[PASSAGE PROVIDED Boundary: Start]

Abstract:
Quantitative electroencephalographic (QEEG) changes relating to dissociative experiences have only rarely been demonstrated and dissociative states were not quantified in those studies. The aim of this study was to explore concurrent associations between quantified
dissociative states and QEEG spectral parameters, in particular theta activity, in psychiatric patients. Fifty psychiatric patients completed the State Scale of Dissociation (SSD) immediately after a 15-minute EEG recording. The EEG was assessed by conventional clinical visual analysis, as well as by quantitative (QEEG) spectral analysis. Canonical
analysis was performed between the set of SSD subscale scores and these QEEG parameters: alpha-theta magnitude ratios, and relative as well as absolute theta magnitude obtained from right and left mid- to posterior-temporal and parieto-occipital derivations. The SSD
transferred well to the present data in terms of reliability and internal-criterion-related validity. The SSD and DES correlated significantly (r=0.73;p<0.001). Conventional EEG analysis identified 29 EEGs (58%) as abnormal. The main abnormality in 23 EEGs was slowing, maximal temporally in half of these cases. Canonical analyses confirmed a
statistically significant relationship between the dissociation variables (especially conversion and depersonalization symptoms) and the QEEG variables (especially relative theta magnitude in the temporal regions) (R=0.72; p=0.03 for SSD-QEEG and R=0.66; p=0.04 for
DES-QEEG). Quantified dissociative mental states are positively canonically associated with decreased temporal theta activity and increased alpha-theta ratios on QEEG in psychiatric patients with a high tendency to dissociate. The potential implications of the dissociation theta-alpha relationship for understanding normal attentional processes need to be studied further.
Description:
This article refers to: Krüger, C. (1998). The State Scale of Dissociation: Development, psychometric validation, and application in a study of concurrent electro-encephalographic
correlates . Unpublished MD thesis, University of Warwick, United Kingdom.

[PASSAGE PROVIDED Boundary: End]

▸ **YOUR ASSIGNMENT**:
Translate this sentence from the abstract on dissociation and QEEG into French: "Fifty psychiatric patients completed the State Scale of Dissociation (SSD) immediately after a 15-minute EEG recording."

[RECORD EXTRACTS Boundary: Start]

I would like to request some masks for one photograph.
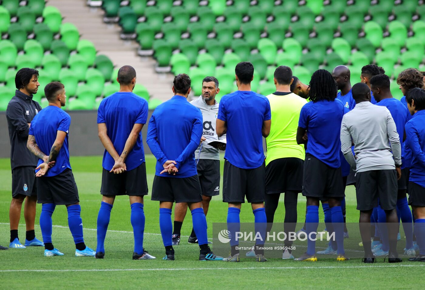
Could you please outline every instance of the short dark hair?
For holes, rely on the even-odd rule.
[[[176,94],[186,94],[190,88],[190,78],[186,74],[179,74],[173,81]]]
[[[248,61],[239,63],[235,68],[235,73],[241,83],[249,84],[254,76],[254,65]]]
[[[422,88],[424,85],[423,76],[416,68],[408,68],[399,74],[397,83],[406,88],[408,92],[414,88]]]
[[[294,79],[294,80],[292,81],[292,83],[291,84],[291,87],[289,89],[291,90],[291,91],[293,93],[294,90],[295,89],[295,87],[297,86],[297,83],[300,80],[295,76],[292,76],[292,78]]]
[[[368,94],[370,94],[371,89],[366,84],[357,82],[351,88],[351,92],[353,98],[356,100],[366,98]]]
[[[309,98],[311,101],[334,101],[337,93],[337,83],[331,73],[325,69],[318,69],[313,73],[309,91]]]
[[[215,88],[218,88],[218,80],[214,77],[205,77],[202,80],[202,83],[203,83],[204,82],[214,82],[215,84]]]
[[[385,74],[385,70],[382,66],[376,65],[366,65],[362,68],[362,74],[368,74],[371,77]]]
[[[23,88],[29,83],[31,78],[34,76],[36,79],[38,78],[38,71],[29,68],[21,68],[16,73],[15,76],[15,85],[18,90]]]
[[[118,82],[121,85],[130,85],[136,77],[136,70],[130,65],[124,65],[118,71]]]
[[[390,78],[385,74],[374,76],[369,81],[371,85],[381,89],[390,88]]]
[[[65,88],[65,86],[62,82],[52,82],[46,85],[44,87],[44,95],[49,101],[53,100],[57,92]]]
[[[292,70],[289,66],[280,65],[275,71],[274,75],[278,84],[289,85],[292,79]]]
[[[417,111],[425,110],[425,90],[414,88],[406,94],[406,101],[411,105],[412,100],[415,101],[415,109]]]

[RECORD EXTRACTS Boundary: End]

▸ **OUTPUT**:
Cinquante patients psychiatriques ont rempli l'échelle d'état de dissociation (State Scale of Dissociation, SSD) immédiatement après un enregistrement EEG de 15 minutes.